▸ Text passage
Unsubstantiated claims of voter fraud met with quick reproach Tuesday at a much-anticipated meeting of an advisory committee convened by the White House.

MANCHESTER, N.H. (CN) - Unsubstantiated claims of voter fraud met with quick reproach Tuesday at a much-anticipated meeting of an advisory committee convened by the White House.

“Making this equation that somehow people not updating their driver’s license is an indicator of voter fraud would be almost as absurd as saying that if you have cash in your wallet, that that’s proof that you robbed a bank," Maine Secretary of State Matt Dunlap said to applause.

Dunlap is one of five Democrats to sit on the 12-member Presidential Advisory Commission on Election Integrity launched this past May.

President Donald Trump convened the commission in connection to his long-standing claim that 3 million to 5 million people voted illegally in the election. Though he has not offered any evidence in support of such claims, it is the only explanation Trump has offered for losing the popular vote to Democrat Hillary Clinton while winning the electoral college.

▸ Entries shown

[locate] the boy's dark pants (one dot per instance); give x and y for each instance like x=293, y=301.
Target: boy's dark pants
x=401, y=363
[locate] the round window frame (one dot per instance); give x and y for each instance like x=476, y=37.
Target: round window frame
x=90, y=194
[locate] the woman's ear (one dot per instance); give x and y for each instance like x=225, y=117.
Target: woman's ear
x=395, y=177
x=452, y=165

==

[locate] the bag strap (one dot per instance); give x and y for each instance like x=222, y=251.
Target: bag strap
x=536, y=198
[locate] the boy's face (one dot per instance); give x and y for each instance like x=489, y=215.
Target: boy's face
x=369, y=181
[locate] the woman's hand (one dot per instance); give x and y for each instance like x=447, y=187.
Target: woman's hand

▸ What you are asked to do
Answer these questions using the article on the election integrity commission:
(a) What office does Matt Dunlap hold?
(b) How many members sit on the commission, and how many of them are Democrats?
(c) How many people does Trump claim voted illegally in the election?
The rows are not needed for what follows.

▸ The response
(a) Maine Secretary of State
(b) 12 members, five of them Democrats
(c) 3 million to 5 million